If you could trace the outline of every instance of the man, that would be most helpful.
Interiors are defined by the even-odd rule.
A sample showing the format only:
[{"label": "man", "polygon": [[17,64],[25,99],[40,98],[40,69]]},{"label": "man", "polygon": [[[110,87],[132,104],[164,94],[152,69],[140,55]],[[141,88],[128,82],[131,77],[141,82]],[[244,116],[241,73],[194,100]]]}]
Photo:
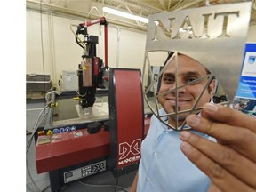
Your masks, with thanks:
[{"label": "man", "polygon": [[[208,80],[209,71],[203,65],[183,54],[172,57],[163,71],[157,94],[163,107],[159,113],[162,116],[168,115],[164,121],[170,127],[180,129],[188,115],[198,114],[198,108],[212,100],[215,81]],[[197,110],[193,112],[195,108]],[[166,124],[152,116],[141,146],[139,171],[130,191],[207,191],[209,178],[184,156],[180,148],[180,132],[170,129]],[[211,139],[206,134],[191,132]]]},{"label": "man", "polygon": [[212,142],[187,131],[181,150],[211,179],[209,192],[256,191],[256,117],[221,105],[204,104],[202,116],[187,123],[218,140]]}]

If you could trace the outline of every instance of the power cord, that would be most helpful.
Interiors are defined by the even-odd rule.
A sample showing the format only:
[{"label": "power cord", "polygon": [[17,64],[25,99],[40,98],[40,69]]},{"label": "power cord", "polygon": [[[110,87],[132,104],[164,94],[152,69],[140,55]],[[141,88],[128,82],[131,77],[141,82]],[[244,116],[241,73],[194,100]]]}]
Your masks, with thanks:
[{"label": "power cord", "polygon": [[84,183],[83,181],[79,181],[79,183],[81,183],[82,185],[87,186],[87,187],[97,187],[97,188],[120,188],[122,190],[124,190],[124,192],[129,192],[126,188],[118,186],[118,185],[100,185],[100,184],[89,184],[89,183]]},{"label": "power cord", "polygon": [[[35,122],[35,125],[34,125],[34,128],[33,128],[34,131],[33,131],[33,132],[32,132],[32,134],[31,134],[28,141],[28,144],[27,144],[26,156],[27,156],[27,153],[28,152],[28,150],[29,150],[29,148],[30,148],[30,147],[31,147],[32,140],[33,140],[33,139],[34,139],[34,137],[35,137],[35,134],[36,134],[36,131],[37,131],[37,129],[38,129],[38,127],[39,127],[39,124],[43,122],[44,118],[45,116],[48,114],[48,113],[46,112],[46,113],[44,113],[44,114],[43,115],[43,113],[44,113],[47,108],[48,108],[48,105],[46,105],[46,106],[41,110],[41,112],[39,113],[39,115],[38,115],[38,116],[37,116],[37,118],[36,118],[36,122]],[[28,176],[29,176],[32,183],[33,183],[34,186],[36,187],[36,190],[39,191],[39,192],[44,191],[45,189],[44,189],[43,191],[41,191],[41,190],[39,189],[39,188],[37,187],[37,185],[36,184],[35,180],[33,180],[33,177],[32,177],[31,172],[30,172],[30,171],[29,171],[29,166],[28,166],[28,158],[26,158],[26,168],[27,168],[27,172],[28,172]],[[31,188],[30,188],[28,184],[26,184],[26,186],[27,186],[27,188],[28,188],[28,190],[35,192],[35,190],[31,190]],[[46,188],[48,188],[48,187],[46,187]]]}]

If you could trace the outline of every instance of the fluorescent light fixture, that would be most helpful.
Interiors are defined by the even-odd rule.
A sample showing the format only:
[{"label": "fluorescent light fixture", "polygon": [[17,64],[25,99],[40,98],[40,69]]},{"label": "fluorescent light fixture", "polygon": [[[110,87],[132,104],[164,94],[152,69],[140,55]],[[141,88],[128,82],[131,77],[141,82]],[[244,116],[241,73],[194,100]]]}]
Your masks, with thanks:
[{"label": "fluorescent light fixture", "polygon": [[103,12],[110,13],[110,14],[114,14],[114,15],[117,15],[120,17],[124,17],[127,19],[131,19],[131,20],[135,20],[140,22],[144,22],[144,23],[148,23],[148,19],[147,18],[143,18],[143,17],[140,17],[137,15],[133,15],[133,14],[130,14],[128,12],[120,12],[115,9],[111,9],[109,7],[103,7]]}]

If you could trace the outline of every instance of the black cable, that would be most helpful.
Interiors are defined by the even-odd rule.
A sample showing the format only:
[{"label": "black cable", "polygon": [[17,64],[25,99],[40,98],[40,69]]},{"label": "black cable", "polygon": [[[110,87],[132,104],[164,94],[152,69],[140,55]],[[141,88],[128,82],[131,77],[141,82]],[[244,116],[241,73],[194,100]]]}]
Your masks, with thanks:
[{"label": "black cable", "polygon": [[[119,178],[117,177],[117,178],[116,178],[116,186],[118,186],[118,183],[119,183]],[[116,190],[117,190],[117,188],[116,187],[114,192],[116,192]]]}]

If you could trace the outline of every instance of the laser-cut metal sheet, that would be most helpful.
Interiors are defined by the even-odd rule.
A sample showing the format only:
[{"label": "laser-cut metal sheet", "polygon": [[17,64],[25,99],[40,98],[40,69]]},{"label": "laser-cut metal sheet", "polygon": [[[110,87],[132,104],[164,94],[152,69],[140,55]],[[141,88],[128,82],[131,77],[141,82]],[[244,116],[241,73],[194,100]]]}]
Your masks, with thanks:
[{"label": "laser-cut metal sheet", "polygon": [[[251,2],[244,2],[150,15],[143,85],[148,85],[148,80],[145,81],[148,73],[151,81],[149,84],[152,85],[156,83],[150,68],[156,62],[164,63],[164,59],[157,56],[153,61],[150,60],[149,55],[155,52],[162,55],[161,52],[174,52],[189,56],[204,65],[216,76],[228,100],[233,100],[242,69],[251,7]],[[153,88],[155,97],[157,94],[156,89]],[[144,93],[146,100],[153,100],[154,97],[150,99],[146,96],[148,93],[147,88]],[[153,112],[159,108],[157,102],[155,107],[149,105]]]}]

Goal >> Write the lines above out again exactly, without any of their pictures.

Reply >>
If you could trace the outline of every instance of the man, that would be most helpful.
Interiors are defined by the even-odd rule.
A sample showing the format only:
[{"label": "man", "polygon": [[17,64],[25,99],[40,98],[40,69]]},{"label": "man", "polygon": [[[110,87],[132,104],[164,94],[152,69],[140,55]],[[141,88],[128,82],[131,77],[141,82]],[[244,116],[241,73],[194,100]]]}]
Photo:
Your masks, with thanks:
[{"label": "man", "polygon": [[[208,80],[209,71],[203,65],[183,54],[172,57],[163,71],[157,94],[163,107],[159,113],[162,116],[168,115],[164,121],[170,127],[180,129],[188,115],[198,114],[198,108],[212,100],[215,81]],[[197,110],[193,112],[195,108]],[[166,124],[152,116],[141,146],[139,171],[130,191],[207,191],[209,178],[184,156],[180,148],[180,132],[170,129]],[[211,139],[206,134],[191,132]]]},{"label": "man", "polygon": [[212,142],[187,131],[181,150],[211,179],[209,192],[256,191],[256,117],[221,105],[204,104],[202,116],[187,123],[218,140]]}]

If you could trace the outline of every instance of the power cord, that would be most helpful.
Interiors are defined by the even-odd rule.
A sample showing the format only:
[{"label": "power cord", "polygon": [[17,64],[25,99],[40,98],[40,69]]},{"label": "power cord", "polygon": [[[110,87],[132,104],[164,94],[152,69],[140,55]],[[141,88],[128,82],[131,77],[141,82]],[[244,116],[241,73],[194,100]]]}]
Your masks, with thanks:
[{"label": "power cord", "polygon": [[84,183],[83,181],[79,181],[79,183],[81,183],[82,185],[87,186],[87,187],[97,187],[97,188],[120,188],[122,190],[124,190],[124,192],[129,192],[126,188],[118,186],[118,185],[100,185],[100,184],[89,184],[89,183]]},{"label": "power cord", "polygon": [[[35,122],[35,125],[34,125],[34,128],[33,128],[34,131],[33,131],[33,132],[32,132],[32,134],[31,134],[28,141],[28,144],[27,144],[26,156],[27,156],[27,153],[28,152],[28,150],[29,150],[29,148],[30,148],[30,147],[31,147],[32,140],[33,140],[33,139],[34,139],[34,137],[35,137],[35,134],[36,134],[36,131],[37,131],[37,129],[38,129],[38,127],[39,127],[39,124],[43,122],[44,118],[45,116],[48,114],[48,113],[46,112],[46,113],[44,113],[44,114],[43,115],[43,113],[44,113],[47,108],[48,108],[48,105],[46,105],[46,106],[41,110],[41,112],[39,113],[39,115],[38,115],[38,116],[37,116],[37,118],[36,118],[36,122]],[[28,176],[29,176],[32,183],[33,183],[34,186],[36,187],[36,190],[39,191],[39,192],[44,191],[45,189],[44,189],[43,191],[41,191],[41,190],[39,189],[39,188],[37,187],[37,185],[36,184],[35,180],[33,180],[33,177],[32,177],[31,172],[30,172],[30,171],[29,171],[29,166],[28,166],[28,158],[26,158],[26,168],[27,168],[27,172],[28,172]],[[31,188],[30,188],[28,184],[26,184],[26,186],[27,186],[27,188],[28,188],[28,190],[35,192],[35,190],[31,190]],[[46,188],[48,188],[48,187],[46,187]]]}]

If you could trace the outline of every instance of the fluorescent light fixture, that would be most helpful.
Interiors are defined by the even-odd rule.
A sample showing the format only:
[{"label": "fluorescent light fixture", "polygon": [[17,64],[25,99],[40,98],[40,69]]},{"label": "fluorescent light fixture", "polygon": [[[110,87],[132,104],[164,94],[152,69],[140,55]],[[141,88],[128,82],[131,77],[141,82]],[[244,116],[241,73],[194,100]]]}]
Your masks, with thanks:
[{"label": "fluorescent light fixture", "polygon": [[103,12],[110,13],[110,14],[114,14],[114,15],[117,15],[120,17],[124,17],[127,19],[131,19],[131,20],[135,20],[140,22],[144,22],[144,23],[148,23],[148,19],[147,18],[143,18],[143,17],[140,17],[137,15],[133,15],[133,14],[130,14],[128,12],[120,12],[115,9],[111,9],[109,7],[103,7]]}]

If you could trace the outline of every instance of the black cable, that would be most helpful.
Interiors are defined by the even-odd rule.
A sample showing the format only:
[{"label": "black cable", "polygon": [[17,64],[25,99],[40,98],[40,69]]},{"label": "black cable", "polygon": [[[110,87],[132,104],[164,94],[152,69],[140,55]],[[141,88],[128,82],[131,77],[141,82]],[[244,116],[241,73],[194,100]]]}]
Your masks, with thanks:
[{"label": "black cable", "polygon": [[[119,178],[117,177],[117,178],[116,178],[116,186],[118,186],[118,183],[119,183]],[[116,190],[117,190],[117,188],[116,187],[114,192],[116,192]]]}]

If you could trace the outline of every instance of the laser-cut metal sheet, that would be most helpful.
Interiors are defined by the even-odd rule.
A sample showing the format only:
[{"label": "laser-cut metal sheet", "polygon": [[17,64],[25,99],[40,98],[40,69]]},{"label": "laser-cut metal sheet", "polygon": [[[110,87],[132,104],[164,94],[152,69],[140,55]],[[141,88],[128,82],[131,77],[141,82]],[[244,116],[241,73],[194,100]]]}]
Your masks, with thanks:
[{"label": "laser-cut metal sheet", "polygon": [[[251,2],[244,2],[150,15],[143,85],[148,85],[148,80],[145,81],[148,73],[151,81],[149,84],[152,85],[156,83],[150,68],[156,62],[164,63],[164,59],[157,56],[153,61],[150,60],[149,55],[155,52],[162,55],[161,52],[174,52],[189,56],[204,65],[216,76],[228,100],[233,100],[242,69],[251,7]],[[153,88],[155,97],[157,94],[156,89]],[[144,93],[146,100],[153,100],[154,97],[150,99],[146,96],[148,93],[147,88]],[[153,112],[159,108],[157,102],[155,107],[149,105]]]}]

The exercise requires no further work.